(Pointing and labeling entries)
:::

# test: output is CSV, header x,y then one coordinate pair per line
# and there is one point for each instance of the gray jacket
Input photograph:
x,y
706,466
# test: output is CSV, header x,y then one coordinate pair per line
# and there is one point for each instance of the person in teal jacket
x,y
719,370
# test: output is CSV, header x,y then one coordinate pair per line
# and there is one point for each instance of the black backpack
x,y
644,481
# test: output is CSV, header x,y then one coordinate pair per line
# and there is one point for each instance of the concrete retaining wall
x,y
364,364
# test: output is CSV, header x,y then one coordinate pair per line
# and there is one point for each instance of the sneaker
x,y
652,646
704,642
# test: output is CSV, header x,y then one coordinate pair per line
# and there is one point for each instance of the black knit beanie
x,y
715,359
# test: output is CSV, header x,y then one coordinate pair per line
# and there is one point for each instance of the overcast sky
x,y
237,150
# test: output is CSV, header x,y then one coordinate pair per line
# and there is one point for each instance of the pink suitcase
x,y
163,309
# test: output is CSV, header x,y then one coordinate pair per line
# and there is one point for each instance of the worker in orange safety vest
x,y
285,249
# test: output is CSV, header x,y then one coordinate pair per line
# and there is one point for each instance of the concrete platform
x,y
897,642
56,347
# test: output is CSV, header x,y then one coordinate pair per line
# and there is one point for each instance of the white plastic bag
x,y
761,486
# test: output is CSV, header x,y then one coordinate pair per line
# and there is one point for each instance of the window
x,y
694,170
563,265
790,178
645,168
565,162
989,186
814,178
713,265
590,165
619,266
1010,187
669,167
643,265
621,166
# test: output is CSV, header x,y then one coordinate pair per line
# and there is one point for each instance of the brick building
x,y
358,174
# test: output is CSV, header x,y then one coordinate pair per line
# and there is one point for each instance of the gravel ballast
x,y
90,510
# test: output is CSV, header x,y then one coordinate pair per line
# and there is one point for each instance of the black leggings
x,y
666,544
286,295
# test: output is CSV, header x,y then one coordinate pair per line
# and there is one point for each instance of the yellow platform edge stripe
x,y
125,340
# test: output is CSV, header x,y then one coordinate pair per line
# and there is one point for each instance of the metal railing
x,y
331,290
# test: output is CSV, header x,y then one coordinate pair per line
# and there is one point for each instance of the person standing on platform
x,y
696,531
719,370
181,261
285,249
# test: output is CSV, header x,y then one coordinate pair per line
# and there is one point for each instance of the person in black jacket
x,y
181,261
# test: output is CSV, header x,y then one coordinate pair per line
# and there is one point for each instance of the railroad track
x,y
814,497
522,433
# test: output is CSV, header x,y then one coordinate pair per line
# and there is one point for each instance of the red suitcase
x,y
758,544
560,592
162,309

:::

Written instruction>
Output every entry shown above, exactly.

Full output>
# test: output is CSV, header x,y then one coordinate pair per line
# and there is one point for each instance of the gray jacket
Input photograph:
x,y
706,466
# test: output is CSV, header x,y then one coordinate pair per line
# and there is one point for each instance of the person in teal jacket
x,y
719,370
# test: output is CSV, header x,y then one coordinate pair per line
# and there is one point for each instance of the black backpack
x,y
644,481
# test: output is CSV, header x,y then one coordinate pair per line
# and there is one point for each instance of the concrete retaining wall
x,y
364,364
# test: output is CSV, header x,y then one coordinate pair per line
# and there is one point for each instance of the sneaker
x,y
652,646
704,642
# test: output is CSV, header x,y then one coordinate pair per line
# and there is one point for each instance of the black knit beanie
x,y
715,359
# test: output is CSV, header x,y then one coordinate pair per line
# and there is one point for each instance of the overcast sky
x,y
237,150
# test: output is CSV, header x,y then one coordinate pair per line
# and there is one point for each instance of the pink suitcase
x,y
163,309
# test: output is CSV, header x,y then one coordinate pair per line
# and there is one point for each instance of the worker in orange safety vest
x,y
285,249
# test: output is CSV, header x,y then one coordinate pair per line
# and there is one point for each instance of the concrete platform
x,y
897,642
56,347
# test: output is CSV, header x,y then one coordinate pair per line
# and there is one point for each instance of the white plastic bag
x,y
761,486
# test: output is CSV, header x,y then one coordinate pair per line
# and there is one point for each instance of the window
x,y
694,170
563,265
790,178
645,168
565,162
989,186
814,178
713,265
590,165
619,266
1010,187
669,167
643,265
621,166
# test: output is CSV, header x,y then one coordinate pair per line
# and there is one point for each instance of the brick building
x,y
358,174
# test: output is CSV, header x,y then one coordinate pair per line
# and there is one point for each instance of the gravel ballast
x,y
90,510
# test: output is CSV, header x,y then one coordinate pair per line
# and there is one point for each instance of the black leggings
x,y
666,544
286,295
# test: output is CSV, header x,y then one coordinate pair per line
# and there is one point for each instance of the yellow platform edge stripe
x,y
125,340
# test: output is CSV, header x,y then one coordinate pair per line
# and there is one point for each instance of the metal railing
x,y
331,290
# test: output is CSV, header x,y then one coordinate pair per line
# and there is one point for each instance of the person standing on platform
x,y
696,531
719,370
181,261
285,249
# test: output is CSV, header x,y then one coordinate pair per line
# and there is one point for each instance of the person in black jacket
x,y
181,261
# test: output is CSV, header x,y then one coordinate pair per line
# and there is one point for each instance of the railroad track
x,y
814,497
522,433
# test: output is CSV, header x,y then one coordinate pair per line
# and there is one point for each instance of the red suitcase
x,y
758,544
560,592
162,309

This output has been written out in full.